:: Trecho do texto

1954
Jornal O Estado do Maranhão
A quase eleição de Marta Rocha como miss Universo, a Copa do Mundo da Suíça em que o Brasil perdeu para a Hungria, o suicídio de Getúlio Vargas e a presença de minha mãe na maternidade Benedito Leite, para ter uma menina, depois de cinco meninos em cinco anos, foram acontecimentos memoráveis de minha infância.
Todos foram de 1954, quando eu tinha seis anos. Mas, por um desses saltos mortais da memória, que nos leva a reconstruir incessantemente o passado, minha visão deles mudou, até que eu pudesse vê-los todos juntos, como parte de um abrir de olhos para a vida e seus mistérios sem resposta. Mas, por muito tempo, eu os vi distantes uns dos outros, cada um com sua capacidade singular de emocionar.
Na época, ou logo após, eu não poderia vê-los com o plácido olhar do adulto de hoje. Como poderia fazê-lo a criança que me contempla agora, com olhos serenos, ali do primeiro plano de uma foto antiga de casamento do tio Saul com Edilde, se mal tinha consciência de si e do mundo? Se tudo era ainda surpresa, novidade, se a vida era nova na velha cidade?

::::

# [Problema proposto A]
Disponha em lista numerada tudo o que vai da linha das entradas que contém "of the cedar" até o fim das entradas, com as duas pontas incluídas e sem as linhas em branco.

:: Entradas para processar

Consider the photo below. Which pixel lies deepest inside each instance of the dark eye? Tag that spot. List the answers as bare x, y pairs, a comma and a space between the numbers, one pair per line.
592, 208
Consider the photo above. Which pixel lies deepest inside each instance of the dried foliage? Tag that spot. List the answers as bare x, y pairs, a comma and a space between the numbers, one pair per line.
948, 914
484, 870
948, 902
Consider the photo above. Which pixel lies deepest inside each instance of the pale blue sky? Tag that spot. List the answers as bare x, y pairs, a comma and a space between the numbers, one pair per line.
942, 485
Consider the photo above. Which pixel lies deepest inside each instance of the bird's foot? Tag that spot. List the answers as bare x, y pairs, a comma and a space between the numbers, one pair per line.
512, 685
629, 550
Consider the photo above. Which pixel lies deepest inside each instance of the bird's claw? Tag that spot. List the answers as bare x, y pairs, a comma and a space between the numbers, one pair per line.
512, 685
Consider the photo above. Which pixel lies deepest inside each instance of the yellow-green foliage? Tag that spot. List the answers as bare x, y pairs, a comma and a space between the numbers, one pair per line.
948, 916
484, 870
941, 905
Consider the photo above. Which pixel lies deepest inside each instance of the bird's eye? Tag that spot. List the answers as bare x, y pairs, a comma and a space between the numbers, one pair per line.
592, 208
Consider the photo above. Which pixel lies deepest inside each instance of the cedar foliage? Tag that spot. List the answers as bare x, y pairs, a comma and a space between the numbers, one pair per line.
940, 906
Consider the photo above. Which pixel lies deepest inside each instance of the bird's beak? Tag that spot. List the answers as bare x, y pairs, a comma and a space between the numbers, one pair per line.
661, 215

::::

# [Problema proposto B]
Responda às perguntas abaixo com base no texto sobre 1954.
(i) Para qual seleção o Brasil perdeu na Copa do Mundo da Suíça?
(ii) Quantos anos tinha quem narra em 1954?
(iii) De que foto a criança contempla quem narra?

# [Resposta escrita A]
1. Consider the photo above. Which pixel lies deepest inside each instance of the cedar foliage? Tag that spot. List the answers as bare x, y pairs, a comma and a space between the numbers, one pair per line.
2. 940, 906
3. Consider the photo above. Which pixel lies deepest inside each instance of the bird's beak? Tag that spot. List the answers as bare x, y pairs, a comma and a space between the numbers, one pair per line.
4. 661, 215

# [Resposta escrita B]
(i) Para a Hungria.
(ii) Seis anos.
(iii) De uma foto antiga de casamento do tio Saul com Edilde.